Delogoždi (Делогожди, Dollogozhdë) is a village in the municipality of Struga, North Macedonia.

==Geography==
Delogoždi lies south of Mountain Karaorman in an altitude of 800 meters and the east borders with the villages Dzhepin (1.6 km) and Koroshishta (2.3 km), in the south with the villages Livada (2.8 km) and Biceva (3.7 km), to the southwest with the village of Novo Selo (3.1 km), to the west with the village of Dolno Tateshi (2.9 km), and to the north with the village of Poum (2.9 km). The village is located northwest of the city of Struga, at a distance of 11 km.

==Demographics==
At the end of the 19th century, Delogoždi was an Albanian village, part of the Struga nahia in the Ohrid kaza of the Ottoman Empire.

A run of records
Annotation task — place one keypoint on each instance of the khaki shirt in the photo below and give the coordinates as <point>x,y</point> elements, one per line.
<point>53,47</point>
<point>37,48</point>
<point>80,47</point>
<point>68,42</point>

What you are asked to do -
Please repeat part of the Delogoždi passage word for word, starting at the words "Delogoždi (Делогожди, Dollogozhdë)" and stopping after "distance of 11 km.".

Output of the exercise -
Delogoždi (Делогожди, Dollogozhdë) is a village in the municipality of Struga, North Macedonia.

==Geography==
Delogoždi lies south of Mountain Karaorman in an altitude of 800 meters and the east borders with the villages Dzhepin (1.6 km) and Koroshishta (2.3 km), in the south with the villages Livada (2.8 km) and Biceva (3.7 km), to the southwest with the village of Novo Selo (3.1 km), to the west with the village of Dolno Tateshi (2.9 km), and to the north with the village of Poum (2.9 km). The village is located northwest of the city of Struga, at a distance of 11 km.